CN

Machine Learning Concepts and Data Preparation

Data Representation

  • Structured vs Unstructured Data (Page 3)

    • Structured Data: Data that is organized in a tabular format (rows and columns) with predefined schema. Examples include databases, spreadsheets (like loans.csv). It's easy to store, access, and process for machine learning models.

    • Unstructured Data: Data that does not have a predefined format or organization. Examples include text documents, images, audio files, and videos. This often requires pre-processing to extract structured features before it can be used in many traditional ML models.

  • Numeric representation of data

    • Feature Matrix (X): This is a matrix of size n \times d where n represents the number of samples (or observations/rows) in the dataset, and d represents the number of features (or independent variables/columns). Each row corresponds to a single data point, and each column represents a specific feature. In supervised learning, the model learns patterns from X to predict the target variable.

    • Label Vector (y): This is a vector of size n \times 1 (or just (n,) in numpy shape notation) containing the dependent variable (or target/label). Each element corresponds to the label for the respective sample in the feature matrix X. For classification, y would contain categories; for regression, it would contain continuous numeric values.

  • Independent vs Dependent variables

    • Independent Variable(s) (X): These are the input features or attributes that are used to predict or explain the changes in the dependent variable. In the context of loans.csv, City, Age, and Salary are independent variables.

    • Dependent Variable (y): This is the output or target variable that we aim to predict or explain. Its value depends on the independent variables. In loans.csv, Approved is the dependent variable.

  • Python indexing start from 0 (Page 6 reminder)

    • This is a fundamental concept in Python and many programming languages, meaning the first element in a sequence (like a list, array, or DataFrame column) is accessed with index 0.

  • Data representation terms in slides

    • Feature Matrix (X): As described above, the input data with n samples and d features.

    • Label Vector (y): As described above, the target variable with n samples and 1 target per sample.

Data Preparation

  • Typical data preparation steps (Page 9, 12): These steps are crucial for transforming raw data into a format suitable for machine learning models, ensuring quality and improving model performance.

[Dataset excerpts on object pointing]

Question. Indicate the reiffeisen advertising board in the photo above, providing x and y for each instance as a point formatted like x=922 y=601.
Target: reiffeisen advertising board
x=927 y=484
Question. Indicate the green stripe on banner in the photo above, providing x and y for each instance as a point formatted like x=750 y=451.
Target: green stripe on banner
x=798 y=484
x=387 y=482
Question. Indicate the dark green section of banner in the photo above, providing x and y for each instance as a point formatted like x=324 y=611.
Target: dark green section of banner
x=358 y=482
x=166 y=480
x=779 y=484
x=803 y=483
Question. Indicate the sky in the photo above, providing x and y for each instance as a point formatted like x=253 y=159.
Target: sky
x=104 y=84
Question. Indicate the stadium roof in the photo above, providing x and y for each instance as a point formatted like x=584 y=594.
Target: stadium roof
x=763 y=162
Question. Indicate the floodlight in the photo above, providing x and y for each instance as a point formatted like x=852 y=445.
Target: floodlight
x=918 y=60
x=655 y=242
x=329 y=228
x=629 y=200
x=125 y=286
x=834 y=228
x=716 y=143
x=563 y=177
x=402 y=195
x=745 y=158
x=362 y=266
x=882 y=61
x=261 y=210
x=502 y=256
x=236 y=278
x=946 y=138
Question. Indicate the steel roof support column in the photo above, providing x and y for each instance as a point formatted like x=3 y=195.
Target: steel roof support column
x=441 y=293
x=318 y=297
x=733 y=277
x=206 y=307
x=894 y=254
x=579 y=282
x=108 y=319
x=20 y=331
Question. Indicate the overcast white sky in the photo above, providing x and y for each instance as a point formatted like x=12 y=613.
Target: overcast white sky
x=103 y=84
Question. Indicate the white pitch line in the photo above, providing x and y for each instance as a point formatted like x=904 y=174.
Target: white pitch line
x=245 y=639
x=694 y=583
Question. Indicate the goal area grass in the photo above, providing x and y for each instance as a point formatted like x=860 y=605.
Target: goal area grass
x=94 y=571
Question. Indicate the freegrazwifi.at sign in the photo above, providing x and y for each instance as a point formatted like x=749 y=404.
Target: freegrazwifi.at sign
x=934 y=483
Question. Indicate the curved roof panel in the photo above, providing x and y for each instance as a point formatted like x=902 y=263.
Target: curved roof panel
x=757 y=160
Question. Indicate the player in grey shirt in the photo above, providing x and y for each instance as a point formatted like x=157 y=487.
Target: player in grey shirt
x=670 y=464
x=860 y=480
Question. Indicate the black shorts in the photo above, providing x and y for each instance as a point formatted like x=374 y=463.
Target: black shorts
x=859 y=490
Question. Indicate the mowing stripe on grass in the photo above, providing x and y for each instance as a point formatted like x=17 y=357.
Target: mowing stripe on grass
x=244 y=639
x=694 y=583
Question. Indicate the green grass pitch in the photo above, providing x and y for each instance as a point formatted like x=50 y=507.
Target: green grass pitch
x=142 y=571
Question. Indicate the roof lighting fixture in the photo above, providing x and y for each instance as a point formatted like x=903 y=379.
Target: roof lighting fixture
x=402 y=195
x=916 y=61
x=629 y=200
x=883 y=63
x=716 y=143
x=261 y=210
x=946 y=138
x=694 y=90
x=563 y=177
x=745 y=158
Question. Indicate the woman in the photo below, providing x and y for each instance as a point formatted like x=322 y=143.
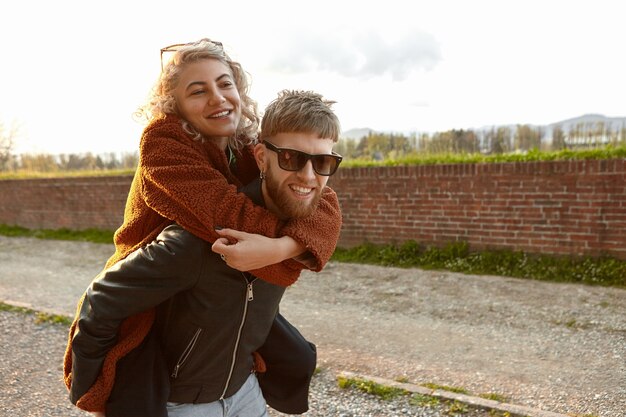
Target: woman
x=194 y=154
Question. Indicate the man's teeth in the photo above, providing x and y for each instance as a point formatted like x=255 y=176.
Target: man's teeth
x=301 y=190
x=222 y=114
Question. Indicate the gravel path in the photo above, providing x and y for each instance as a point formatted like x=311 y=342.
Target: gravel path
x=556 y=347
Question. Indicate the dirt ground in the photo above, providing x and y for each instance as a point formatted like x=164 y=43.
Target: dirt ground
x=557 y=347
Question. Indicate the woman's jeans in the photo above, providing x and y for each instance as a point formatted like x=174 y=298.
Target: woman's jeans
x=247 y=402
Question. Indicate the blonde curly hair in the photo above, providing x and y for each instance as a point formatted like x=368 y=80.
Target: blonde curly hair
x=161 y=100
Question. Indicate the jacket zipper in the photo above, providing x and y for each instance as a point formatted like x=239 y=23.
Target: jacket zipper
x=186 y=353
x=249 y=297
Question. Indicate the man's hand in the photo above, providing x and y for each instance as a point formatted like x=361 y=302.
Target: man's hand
x=247 y=251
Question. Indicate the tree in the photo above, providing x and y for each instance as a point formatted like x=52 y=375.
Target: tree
x=558 y=138
x=7 y=145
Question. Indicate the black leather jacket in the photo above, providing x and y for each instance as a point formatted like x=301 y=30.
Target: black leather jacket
x=212 y=317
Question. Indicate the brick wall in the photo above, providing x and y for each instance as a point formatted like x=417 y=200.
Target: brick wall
x=73 y=203
x=564 y=207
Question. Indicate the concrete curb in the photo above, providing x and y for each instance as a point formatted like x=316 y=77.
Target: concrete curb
x=513 y=409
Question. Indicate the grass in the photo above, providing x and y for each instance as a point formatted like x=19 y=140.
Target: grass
x=40 y=317
x=87 y=235
x=28 y=174
x=370 y=387
x=607 y=152
x=455 y=257
x=452 y=407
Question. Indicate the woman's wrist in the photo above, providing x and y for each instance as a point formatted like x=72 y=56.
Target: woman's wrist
x=289 y=248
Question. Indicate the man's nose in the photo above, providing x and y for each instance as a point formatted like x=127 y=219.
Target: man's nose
x=307 y=172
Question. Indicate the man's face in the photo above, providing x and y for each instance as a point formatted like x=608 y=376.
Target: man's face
x=292 y=194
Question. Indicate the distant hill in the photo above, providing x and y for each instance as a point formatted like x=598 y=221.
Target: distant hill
x=615 y=123
x=356 y=133
x=587 y=120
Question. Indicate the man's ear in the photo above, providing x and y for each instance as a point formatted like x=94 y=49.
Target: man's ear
x=260 y=153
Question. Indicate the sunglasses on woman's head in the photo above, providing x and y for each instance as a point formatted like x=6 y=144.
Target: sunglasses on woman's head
x=293 y=160
x=177 y=46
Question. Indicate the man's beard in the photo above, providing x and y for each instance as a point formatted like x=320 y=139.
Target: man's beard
x=289 y=207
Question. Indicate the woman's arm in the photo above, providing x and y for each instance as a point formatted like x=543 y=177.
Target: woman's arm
x=189 y=184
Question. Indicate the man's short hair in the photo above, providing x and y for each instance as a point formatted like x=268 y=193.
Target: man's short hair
x=300 y=112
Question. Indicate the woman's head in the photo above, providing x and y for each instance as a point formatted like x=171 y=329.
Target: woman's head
x=208 y=90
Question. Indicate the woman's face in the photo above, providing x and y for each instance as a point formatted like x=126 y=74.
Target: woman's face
x=207 y=97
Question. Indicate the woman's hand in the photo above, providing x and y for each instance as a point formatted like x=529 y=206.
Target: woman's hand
x=247 y=251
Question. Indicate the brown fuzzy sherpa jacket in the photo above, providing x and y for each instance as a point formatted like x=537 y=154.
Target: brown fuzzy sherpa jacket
x=188 y=182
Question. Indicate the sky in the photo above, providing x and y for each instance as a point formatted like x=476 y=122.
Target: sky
x=73 y=72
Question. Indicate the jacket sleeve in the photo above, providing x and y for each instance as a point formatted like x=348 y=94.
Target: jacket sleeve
x=190 y=187
x=142 y=280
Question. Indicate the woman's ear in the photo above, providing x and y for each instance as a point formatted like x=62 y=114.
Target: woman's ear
x=260 y=153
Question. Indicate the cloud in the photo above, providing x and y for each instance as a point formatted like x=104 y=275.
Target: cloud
x=364 y=55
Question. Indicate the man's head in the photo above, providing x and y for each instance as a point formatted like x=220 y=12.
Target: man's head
x=295 y=156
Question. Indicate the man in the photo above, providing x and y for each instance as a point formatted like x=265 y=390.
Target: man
x=211 y=319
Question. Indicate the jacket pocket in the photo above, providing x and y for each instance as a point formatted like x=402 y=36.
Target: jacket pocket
x=186 y=353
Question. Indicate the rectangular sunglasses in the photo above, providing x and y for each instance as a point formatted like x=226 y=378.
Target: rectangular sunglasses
x=294 y=160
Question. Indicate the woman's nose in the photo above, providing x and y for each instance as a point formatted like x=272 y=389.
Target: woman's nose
x=216 y=98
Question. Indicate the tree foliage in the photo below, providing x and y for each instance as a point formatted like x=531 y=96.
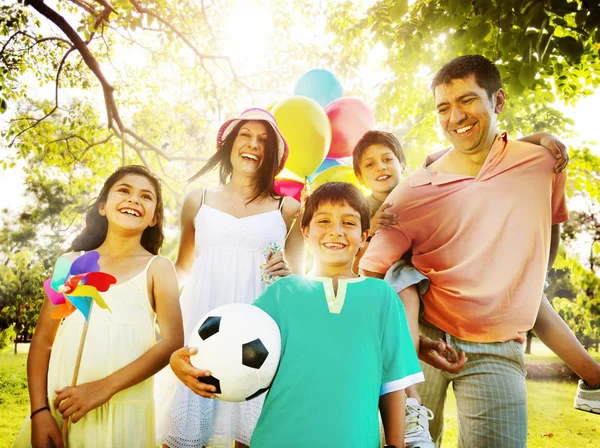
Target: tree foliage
x=545 y=51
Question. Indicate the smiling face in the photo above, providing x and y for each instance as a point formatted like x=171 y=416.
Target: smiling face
x=131 y=203
x=335 y=235
x=469 y=119
x=248 y=150
x=380 y=169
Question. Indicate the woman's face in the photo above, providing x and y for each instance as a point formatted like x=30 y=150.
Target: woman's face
x=248 y=150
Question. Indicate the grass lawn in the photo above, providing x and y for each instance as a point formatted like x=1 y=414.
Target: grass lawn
x=550 y=407
x=14 y=400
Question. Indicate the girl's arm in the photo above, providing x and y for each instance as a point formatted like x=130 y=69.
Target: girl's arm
x=79 y=400
x=392 y=407
x=294 y=244
x=187 y=243
x=43 y=426
x=552 y=144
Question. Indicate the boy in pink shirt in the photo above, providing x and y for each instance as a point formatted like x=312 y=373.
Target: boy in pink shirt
x=477 y=218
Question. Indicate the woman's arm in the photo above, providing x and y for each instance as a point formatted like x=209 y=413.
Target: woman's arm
x=43 y=426
x=294 y=244
x=392 y=407
x=187 y=243
x=79 y=400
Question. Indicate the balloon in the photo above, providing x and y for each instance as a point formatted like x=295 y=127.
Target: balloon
x=339 y=173
x=320 y=85
x=288 y=187
x=306 y=128
x=287 y=174
x=327 y=163
x=350 y=118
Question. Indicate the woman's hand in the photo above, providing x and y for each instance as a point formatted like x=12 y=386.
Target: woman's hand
x=79 y=400
x=44 y=431
x=188 y=374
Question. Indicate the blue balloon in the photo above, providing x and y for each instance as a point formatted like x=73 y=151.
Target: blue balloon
x=327 y=163
x=320 y=85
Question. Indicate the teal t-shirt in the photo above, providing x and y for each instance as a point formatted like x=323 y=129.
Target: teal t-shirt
x=339 y=353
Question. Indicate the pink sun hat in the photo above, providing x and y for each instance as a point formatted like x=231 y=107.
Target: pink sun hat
x=256 y=114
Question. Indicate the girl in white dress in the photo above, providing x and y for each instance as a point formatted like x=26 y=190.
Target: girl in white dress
x=224 y=232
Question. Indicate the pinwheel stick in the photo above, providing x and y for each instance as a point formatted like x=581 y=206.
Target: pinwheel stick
x=65 y=427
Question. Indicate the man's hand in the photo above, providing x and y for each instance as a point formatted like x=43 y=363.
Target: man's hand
x=188 y=374
x=382 y=219
x=440 y=355
x=44 y=431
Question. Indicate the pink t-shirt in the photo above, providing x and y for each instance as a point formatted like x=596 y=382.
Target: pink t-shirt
x=483 y=241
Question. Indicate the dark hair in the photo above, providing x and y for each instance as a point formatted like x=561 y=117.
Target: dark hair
x=486 y=73
x=338 y=193
x=376 y=138
x=266 y=173
x=96 y=225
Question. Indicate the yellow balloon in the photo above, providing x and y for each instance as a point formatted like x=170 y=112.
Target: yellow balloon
x=340 y=173
x=305 y=126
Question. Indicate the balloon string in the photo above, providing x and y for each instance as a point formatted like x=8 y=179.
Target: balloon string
x=303 y=197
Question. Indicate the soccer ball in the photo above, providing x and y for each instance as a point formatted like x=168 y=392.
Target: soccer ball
x=240 y=345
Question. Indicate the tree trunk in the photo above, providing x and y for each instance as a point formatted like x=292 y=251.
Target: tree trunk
x=528 y=344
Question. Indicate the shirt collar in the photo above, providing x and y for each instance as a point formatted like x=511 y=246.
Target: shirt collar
x=424 y=176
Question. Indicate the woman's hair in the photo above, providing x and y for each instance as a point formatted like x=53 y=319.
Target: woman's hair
x=337 y=193
x=263 y=184
x=96 y=225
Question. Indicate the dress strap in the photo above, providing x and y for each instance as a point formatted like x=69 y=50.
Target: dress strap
x=149 y=263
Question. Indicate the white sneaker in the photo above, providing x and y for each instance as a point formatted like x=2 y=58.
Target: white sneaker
x=417 y=425
x=587 y=398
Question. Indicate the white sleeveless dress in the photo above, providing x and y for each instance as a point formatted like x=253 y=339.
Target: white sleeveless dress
x=229 y=252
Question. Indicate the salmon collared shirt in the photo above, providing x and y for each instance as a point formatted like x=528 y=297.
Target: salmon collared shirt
x=483 y=241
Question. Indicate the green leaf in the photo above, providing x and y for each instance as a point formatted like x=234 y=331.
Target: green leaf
x=570 y=47
x=399 y=8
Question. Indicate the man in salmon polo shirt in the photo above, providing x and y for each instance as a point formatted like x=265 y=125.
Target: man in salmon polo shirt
x=478 y=220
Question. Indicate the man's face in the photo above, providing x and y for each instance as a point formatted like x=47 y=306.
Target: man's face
x=468 y=118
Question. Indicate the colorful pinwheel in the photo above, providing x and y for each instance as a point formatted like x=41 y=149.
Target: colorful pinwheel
x=75 y=286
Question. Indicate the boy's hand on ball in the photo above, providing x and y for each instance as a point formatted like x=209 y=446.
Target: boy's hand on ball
x=79 y=400
x=441 y=355
x=188 y=374
x=382 y=219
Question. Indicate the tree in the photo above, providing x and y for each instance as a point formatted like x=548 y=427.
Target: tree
x=545 y=50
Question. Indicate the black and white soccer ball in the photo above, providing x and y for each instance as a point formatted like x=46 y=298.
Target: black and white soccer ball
x=240 y=345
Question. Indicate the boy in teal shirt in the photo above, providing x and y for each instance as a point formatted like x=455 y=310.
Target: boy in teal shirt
x=346 y=346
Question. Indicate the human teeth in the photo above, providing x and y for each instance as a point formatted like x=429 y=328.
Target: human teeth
x=463 y=130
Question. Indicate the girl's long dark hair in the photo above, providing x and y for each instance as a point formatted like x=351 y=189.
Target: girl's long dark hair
x=96 y=225
x=263 y=185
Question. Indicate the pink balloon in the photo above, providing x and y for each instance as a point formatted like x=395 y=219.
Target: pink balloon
x=288 y=187
x=350 y=118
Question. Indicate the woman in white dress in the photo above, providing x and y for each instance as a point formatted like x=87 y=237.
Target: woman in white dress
x=224 y=232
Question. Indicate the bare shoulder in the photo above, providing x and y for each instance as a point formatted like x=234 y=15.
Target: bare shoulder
x=162 y=266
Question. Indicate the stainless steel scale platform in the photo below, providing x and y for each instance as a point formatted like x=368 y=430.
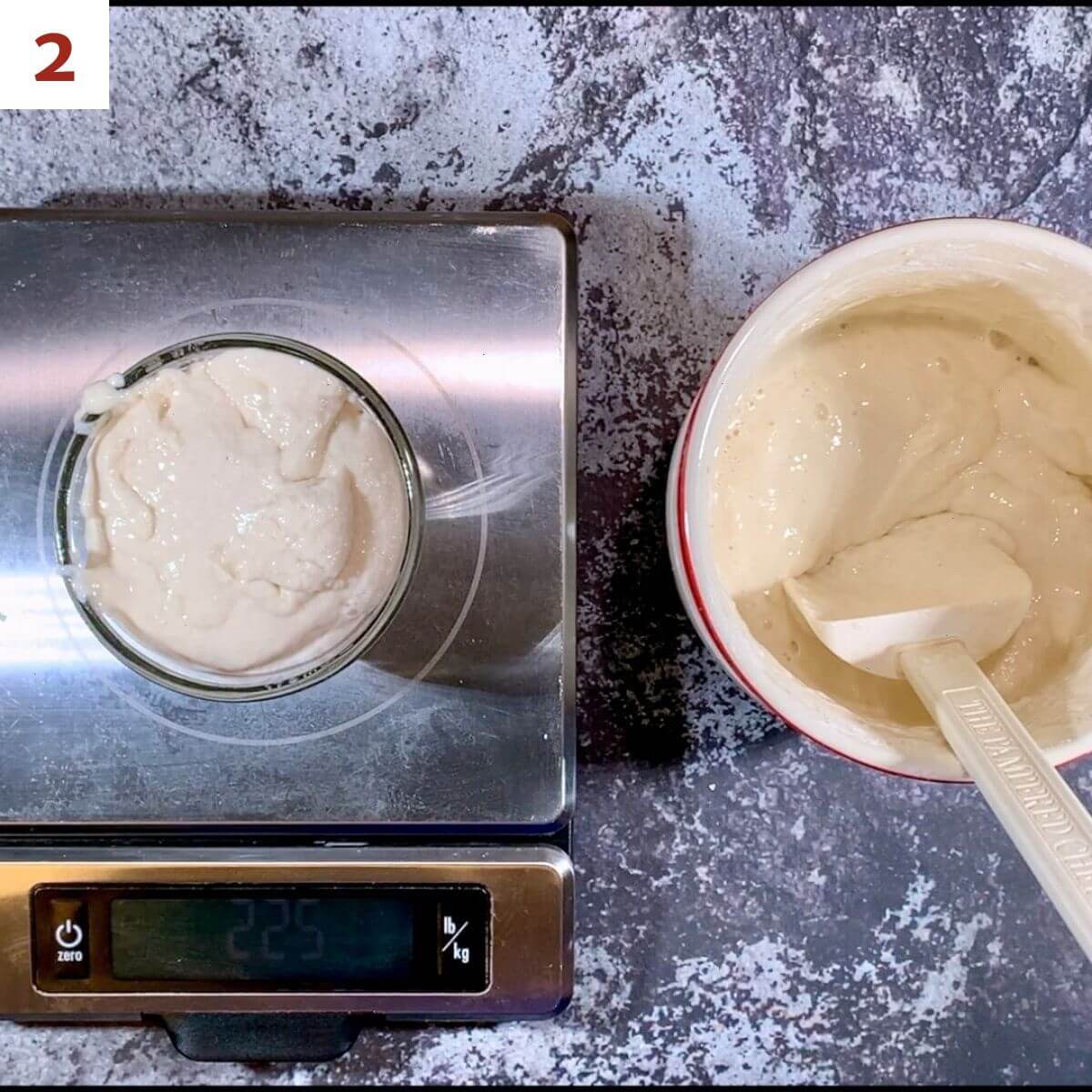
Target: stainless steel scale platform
x=267 y=875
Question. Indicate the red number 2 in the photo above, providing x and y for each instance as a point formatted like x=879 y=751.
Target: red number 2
x=53 y=71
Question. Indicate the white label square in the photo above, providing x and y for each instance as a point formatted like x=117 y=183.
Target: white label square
x=55 y=55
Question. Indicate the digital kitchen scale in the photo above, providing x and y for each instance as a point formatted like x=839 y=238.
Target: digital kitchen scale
x=393 y=841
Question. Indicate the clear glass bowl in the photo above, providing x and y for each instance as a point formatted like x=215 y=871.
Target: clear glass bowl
x=178 y=674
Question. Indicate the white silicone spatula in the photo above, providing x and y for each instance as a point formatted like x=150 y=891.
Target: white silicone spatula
x=935 y=647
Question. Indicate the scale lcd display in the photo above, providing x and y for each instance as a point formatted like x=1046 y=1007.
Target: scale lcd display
x=334 y=940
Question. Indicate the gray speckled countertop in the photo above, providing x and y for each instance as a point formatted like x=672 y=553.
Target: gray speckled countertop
x=749 y=907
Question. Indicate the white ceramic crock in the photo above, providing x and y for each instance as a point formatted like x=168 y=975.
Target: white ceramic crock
x=1057 y=272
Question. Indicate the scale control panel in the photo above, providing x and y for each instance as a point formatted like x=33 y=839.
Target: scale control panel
x=371 y=933
x=238 y=938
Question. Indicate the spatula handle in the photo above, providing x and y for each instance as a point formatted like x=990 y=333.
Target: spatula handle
x=1046 y=822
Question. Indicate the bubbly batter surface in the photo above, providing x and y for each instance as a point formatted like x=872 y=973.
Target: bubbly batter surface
x=245 y=513
x=921 y=419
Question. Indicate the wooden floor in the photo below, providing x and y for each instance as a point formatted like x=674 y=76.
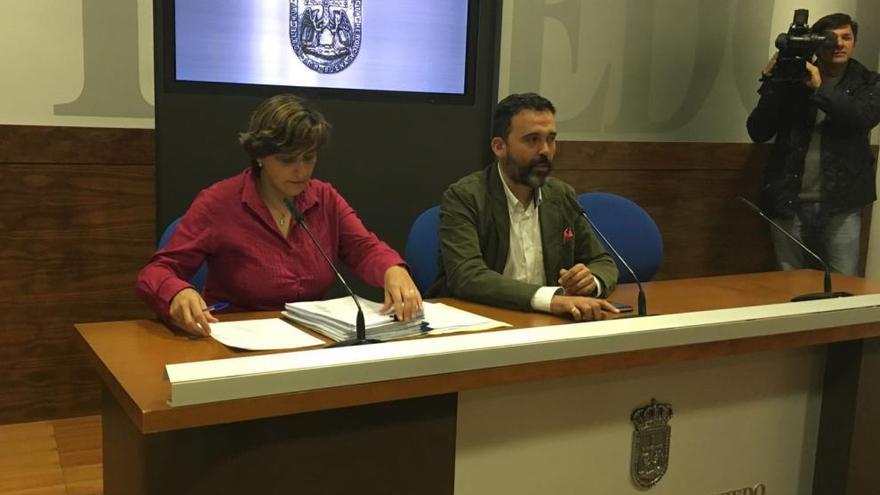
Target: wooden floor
x=51 y=457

- **SHORT TASK A**: In the machine learning notes, what is the dependent variable in loans.csv?
- **SHORT TASK B**: Continue the machine learning notes from their last sentence.
This data has no connection to the machine learning notes.

- **EXERCISE OUTPUT A**: Approved.

- **EXERCISE OUTPUT B**:
    • Getting the necessary Python libraries: Importing libraries like pandas for data manipulation, numpy for numerical operations, and sklearn for machine learning tools (e.g., SimpleImputer, StandardScaler, train_test_split).

    • Loading the dataset: Reading your raw data (e.g., from a CSV file into a pandas DataFrame) to make it accessible for processing.

    • Extracting the independent (X) and dependent (y) variables: Separating the input features (X) from the target variable (y), which is a prerequisite for supervised learning models.

    • Dealing with categorical features with One Hot Encoding (OHE): Converting categorical textual or numerical values into a numerical format that machine learning algorithms can understand, without imposing an artificial order. OHE creates new binary features for each category.

    • Splitting the data into Training and Testing sets: Dividing the dataset into two distinct subsets: a training set (used to train the model) and a testing set (used to evaluate the model's performance on unseen data). This helps assess the model's generalization ability and detect overfitting.

    • Dealing with Missing values: Identifying and handling null or missing entries in the dataset. This is essential because many ML algorithms cannot process missing data and can lead to biased or incorrect results if not addressed.

    • Feature Scaling: Adjusting the scale of numerical features so they contribute equally to the model's learning process. This is particularly important for algorithms sensitive to feature magnitudes, like gradient descent-based methods or distance-based algorithms.

    • Note: The order of these steps can vary. For example, missing value imputation might occur before or after splitting, but typically imputation parameters are fit on training data only to prevent data leakage.

  • Dataset example used in slides: loans.csv

    • Columns: City, Age, Salary, Approved.

    • Sample rows include missing values and binary target 'Approved' (Yes/No): This dataset serves as a practical example to demonstrate common data preparation challenges, such as handling NaN values, encoding categorical features (City), and preparing a binary target variable (Approved).

    • Purpose: Illustrate the necessity of handling categorical data, missing values, and encoding target variables for a typical classification problem.

Independent and Dependent Variables (Example)

  • Typical setup from slides (Page 13): For the loans.csv dataset, the goal is to predict loan approval based on individual characteristics.

    • Independent/Features: City, Age, Salary. These are the attributes used as inputs to the model.

    • Dependent/Labels: Approved. This is the binary outcome (Yes/No) that the model will try to predict.

  • Code sketch from Page 14 shows:

    • X = df.iloc[:,:-1] (all columns except the last one as features): This pandas command selects all rows (:) and all columns from the beginning up to, but not including, the last column (:-1) to form the feature matrix X.

    • y = df.iloc[:, -1] (last column as label): This selects all rows (:) and only the very last column (-1) to form the label vector y.

  • Shapes observed in example:

    • Shape of Independent X matrix: (10, 3). This signifies that there are 10 samples (rows) and 3 features (columns) in our loans.csv example before specific preprocessing like One-Hot Encoding.

    • Shape of Dependent y vector: (10,) (or (10, 1)). This indicates there are 10 corresponding labels for the 10 samples.

  • Example of y values (Yes/No) and potential NaNs in features (Pages 14–15): The raw loans.csv data contains categorical values like 'Yes'/'No' in Approved and potentially NaN (Not a Number) values in numerical columns like Age or Salary, or even in City, which all require careful preprocessing.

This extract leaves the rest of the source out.